[WORK TO BE COMPLETED]
Return every one of the items below verbatim, line by line, omitting the pictures from your copy.

[EXERCISE INPUTS]
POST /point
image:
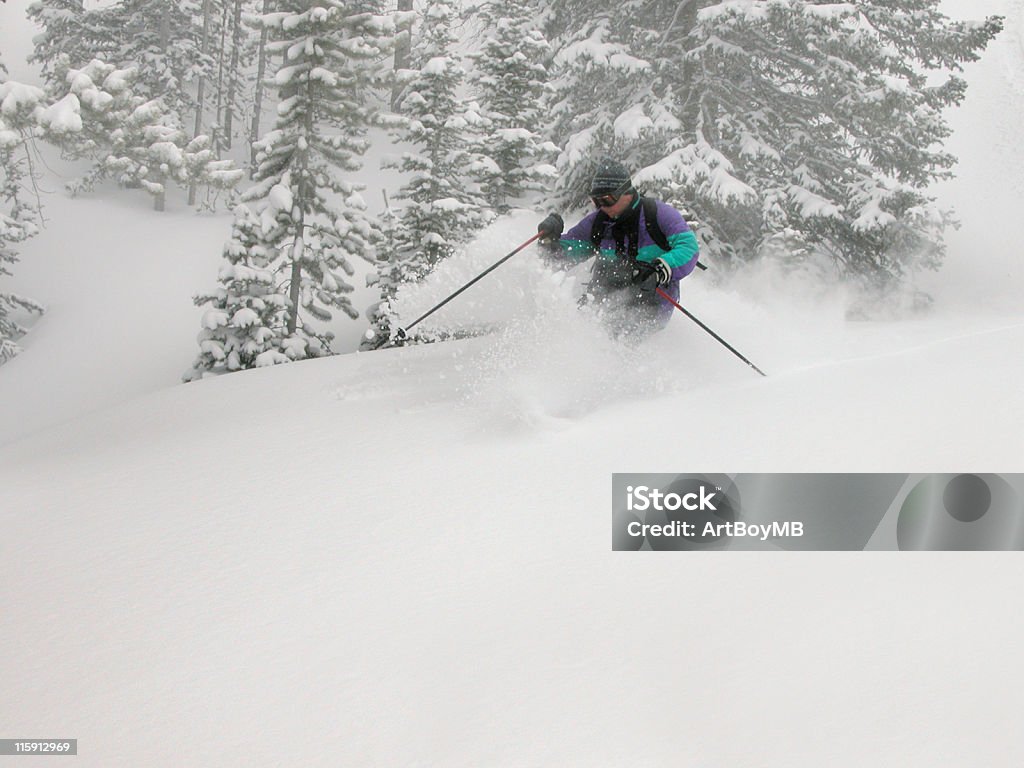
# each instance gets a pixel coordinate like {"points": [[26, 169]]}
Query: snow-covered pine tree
{"points": [[444, 203], [71, 36], [510, 76], [18, 114], [134, 140], [816, 122], [313, 218], [245, 321], [162, 40], [597, 89]]}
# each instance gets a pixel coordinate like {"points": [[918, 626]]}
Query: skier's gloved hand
{"points": [[663, 271], [551, 228]]}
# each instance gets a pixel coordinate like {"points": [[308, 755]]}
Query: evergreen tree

[RESULT OF THE TASK]
POST /point
image:
# each instance gets a pixel coordinate like {"points": [[26, 169]]}
Query: snow-covered pine tree
{"points": [[444, 203], [71, 36], [510, 76], [18, 114], [134, 140], [816, 122], [313, 218], [245, 321], [162, 40], [597, 89]]}
# each instance gets a pixel coordinate like {"points": [[918, 626]]}
Query: skier's gloved hand
{"points": [[663, 271], [551, 228]]}
# each instance gets a pixel coordinate like {"points": [[308, 755]]}
Query: evergreen tree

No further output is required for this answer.